### Objective
Rewrite each line of the records below as a row in a Markdown table, using a "Row" column for its number and a "Line" column for its text. Skip any blank lines.

Entries from a pointing dataset
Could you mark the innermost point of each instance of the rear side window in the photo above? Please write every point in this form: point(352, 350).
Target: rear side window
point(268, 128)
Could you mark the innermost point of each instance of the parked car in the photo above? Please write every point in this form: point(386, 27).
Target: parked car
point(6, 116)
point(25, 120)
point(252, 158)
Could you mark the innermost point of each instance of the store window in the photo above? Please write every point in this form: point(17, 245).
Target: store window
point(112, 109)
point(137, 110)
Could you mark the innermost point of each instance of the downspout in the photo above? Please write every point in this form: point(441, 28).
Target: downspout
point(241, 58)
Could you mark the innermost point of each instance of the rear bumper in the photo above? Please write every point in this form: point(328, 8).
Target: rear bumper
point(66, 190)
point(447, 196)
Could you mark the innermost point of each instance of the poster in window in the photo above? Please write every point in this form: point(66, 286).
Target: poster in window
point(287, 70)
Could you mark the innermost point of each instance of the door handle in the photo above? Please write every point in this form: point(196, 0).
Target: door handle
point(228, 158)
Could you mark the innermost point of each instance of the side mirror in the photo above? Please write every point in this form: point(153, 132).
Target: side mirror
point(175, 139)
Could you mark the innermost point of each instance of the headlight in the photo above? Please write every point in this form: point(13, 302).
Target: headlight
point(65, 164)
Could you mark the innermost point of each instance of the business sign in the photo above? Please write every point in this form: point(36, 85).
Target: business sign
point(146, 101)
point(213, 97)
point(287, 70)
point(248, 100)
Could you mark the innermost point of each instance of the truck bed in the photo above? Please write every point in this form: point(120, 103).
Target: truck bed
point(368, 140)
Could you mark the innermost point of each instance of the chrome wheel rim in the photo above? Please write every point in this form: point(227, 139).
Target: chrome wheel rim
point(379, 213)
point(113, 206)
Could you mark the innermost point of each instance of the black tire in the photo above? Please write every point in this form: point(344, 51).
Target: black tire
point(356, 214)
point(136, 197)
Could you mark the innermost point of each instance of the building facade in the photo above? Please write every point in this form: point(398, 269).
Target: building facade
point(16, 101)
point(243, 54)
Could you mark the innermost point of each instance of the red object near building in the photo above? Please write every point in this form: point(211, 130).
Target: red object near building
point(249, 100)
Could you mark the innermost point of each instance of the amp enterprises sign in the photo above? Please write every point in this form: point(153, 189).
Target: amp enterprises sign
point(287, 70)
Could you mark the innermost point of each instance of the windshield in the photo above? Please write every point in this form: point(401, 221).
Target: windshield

### Response to this exercise
| Row | Line |
|---|---|
| 1 | Could you mark the innermost point of each instance of the rear side window in the photo above? Please write every point in this form: point(352, 350). |
| 2 | Target: rear side window |
| 3 | point(268, 128) |
| 4 | Could you mark the innermost point of each instance of the parked car in the photo above? Please write every point in this form: point(386, 27). |
| 5 | Target: parked car |
| 6 | point(6, 116) |
| 7 | point(25, 120) |
| 8 | point(252, 158) |
| 9 | Could you mark the innermost point of each instance of the store window in the photo above? Please write every point in this form: point(17, 245). |
| 10 | Target: store window |
| 11 | point(112, 109) |
| 12 | point(137, 110) |
| 13 | Could you mark the innermost point of each instance of the downspout in the photo above? Please write every point in this form: point(441, 28). |
| 14 | Target: downspout |
| 15 | point(241, 58) |
| 16 | Could you mark the innermost point of each instance of the rear bumper in the photo above? Please write every point in this form: point(328, 8). |
| 17 | Target: rear bumper |
| 18 | point(66, 190) |
| 19 | point(447, 196) |
| 20 | Could you mark the innermost point of each instance of the poster in window in the photo above? Please write every point in this form: point(66, 286). |
| 21 | Target: poster in window |
| 22 | point(287, 70) |
| 23 | Could you mark the innermost point of each instance of the door handle in the photo above? Please write every point in this form: point(196, 0). |
| 24 | Target: door handle |
| 25 | point(228, 158) |
| 26 | Could you mark the innermost point of each instance of the side mirror in the photo above? Please write every point in this form: point(153, 132). |
| 27 | Target: side mirror |
| 28 | point(175, 139) |
| 29 | Could you mark the innermost point of each instance of the headlight in the photo above? Please write every point in this form: point(13, 302). |
| 30 | Target: headlight |
| 31 | point(65, 164) |
| 32 | Could you mark the innermost point of each instance of the business sign in the photo above? Please write every point in this form: point(36, 85). |
| 33 | Target: business sign |
| 34 | point(146, 101) |
| 35 | point(213, 97) |
| 36 | point(287, 70) |
| 37 | point(248, 100) |
| 38 | Could you mark the innermost point of each instance of the truck bed in the photo above? Please write every point in this form: point(120, 103). |
| 39 | Target: truck bed |
| 40 | point(368, 140) |
| 41 | Could you mark the innermost point of each instance of the chrome wheel rim in the photo above? Please write every point in this form: point(227, 139). |
| 42 | Target: chrome wheel rim |
| 43 | point(379, 213) |
| 44 | point(113, 206) |
| 45 | Could you mark the innermost point of each instance of the black tire in the photo above? Please write every point in this form: point(344, 51). |
| 46 | Target: black tire |
| 47 | point(356, 214) |
| 48 | point(136, 197) |
| 49 | Could you mark the innermost point of each instance of the building facade in the photo above? Please write every point in this form: point(398, 269). |
| 50 | Target: building facade |
| 51 | point(16, 101) |
| 52 | point(243, 54) |
| 53 | Could you mark the innermost point of each instance of the red object near building in the photo above? Please write every point in this form: point(211, 130). |
| 54 | Target: red object near building |
| 55 | point(249, 100) |
| 56 | Could you mark the innermost point of each instance of the amp enterprises sign in the photo above? Please write every point in this form: point(153, 189). |
| 57 | Target: amp enterprises sign |
| 58 | point(287, 70) |
| 59 | Could you mark the innermost point of each instance of the windshield in the photo above? Please write every point in this form: point(401, 221). |
| 60 | Target: windshield |